[[ Text provided, beginning ]]

Tom Hanks used the credibility he built up over one of the most successful acting careers of the past 50 years to play a character whose central conflict was that he couldn't pee in a standing position. And while I can forgive him for the scene where Michael Clarke Duncan heals him by grabbing his penis, I will never be able to look at him the same way following the uncomfortable close-up as he has what can only be described as an extremely slow orgasm while peeing.
Tom Hanks' career, peaking with a peegasm.
4Tom Cruise Will Find an Excuse to Make You Watch Him Sprint
Sprinting is one of those random activities that seems to give actors more trouble than you'd expect (along with throwing a baseball, high-fives and anything within a 12-foot radius of a basketball). They make smoking and dancing look cool, but ask an actor to sprint and they suddenly look like their extremities all fell asleep at the same time ...
Look how hard Steven Seagal has to concentrate to run like a girl in the midst of a devastating growth spurt.
Now, Tom Cruise throws a baseball like he's doing it with his off-hand.
But unlike most actors, Tom Cruise is a fantastic sprinter, presumably because that's the only way he knows how to move from place to place.
This is also how Tom Cruise gets from his bed to the bathroom in the middle of the night.
And nobody has known a fact any harder than Tom Cruise knows that he looks good sprinting. As this video montage demonstrates, he has spent bizarrely extended portions of his career running away from giant alien spacecraft ...
Tom Cruise runs approximately eight miles in this scene.
... Chinese chimney sweeps ...
... or just sprinting out of some bushes somewhere.
Tom Cruise just chased down a deer and killed it with his bare hands. Why, how'd you get to the hospital?
And once Cruise starts sprinting, it's difficult for even great directors to get him to stop. If you saw Mission: Impossible -- Ghost Protocol, you might remember the footrace in a Dubai dust storm that took about 15 seconds too long to turn into a car chase. Or maybe you remember the chase at the end of Collateral, when Michael Mann seemingly forgot how editing works in order to let us drink in every explosive footstep.
This is how you film the 400-meter dash, not the movies.
In Mission: Impossible III, J.J. Abrams completely stops the movie so that Tom Cruise can spend what seems like an hour sprinting through Shanghai, telling Chinese people to get out of his way.
He takes a phone call without losing a step.

[[ Text provided, end ]]
[[ Stored data, beginning ]]

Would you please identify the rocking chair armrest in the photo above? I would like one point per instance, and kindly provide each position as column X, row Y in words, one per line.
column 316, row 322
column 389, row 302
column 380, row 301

[[ Stored data, end ]]

> _What to do_:
- a) In the article on actors' movie habits, where does the footrace in Mission: Impossible -- Ghost Protocol take place?
- b) Continue the article on actors' movie habits, picking up after its last sentence.

> _Answers in order_:
- a) In a Dubai dust storm.

- b)
There's a hairy moment where it appears as though he might completely lose his mind if these people don't get out of his way.
But otherwise, it's just this: 10-second-long tracking shots of Tom Cruise sprinting like a goddamn lunatic.
The scene ends when the camera keeps traveling in a straight line, and Cruise sprints off in a different direction. I have to assume they keep a team of handlers just off camera with a big net for when he gets going like that.
Occasionally the movie fails to even produce a good reason for him to start sprinting in the first place. Toward the end of Jerry Maguire, he sprints through a mostly empty airport. He's not trying to catch a flight or anything, but it's almost the end of the movie, and Tom Cruise hasn't sprinted yet, so ...
"Oh look, a crazy person." -- Everyone in the quiet airport some maniac is sprinting through.
The very first scene of Vanilla Sky was nicknamed the "million dollar shot" because it required director Cameron Crowe to shut down New York's Times Square during daylight hours. At the production meeting before the shoot, the crew was surprised when Cruise showed up to "let everyone know how crucial this scene was," (It's actually just a dream that he wakes up from few seconds later in the movie, but you know ... important to him). In the scene, Cruise finds himself driving a high-performance sports car through the abandoned post-apocalyptic urban landscape that car commercials have been promising us for years. Instead of using the opportunity to do donuts on the world's busiest intersection, he gets out and ... well, you can probably guess what happens next.
Like a young Dalmatian, you need to give Tom Cruise lots of room to run.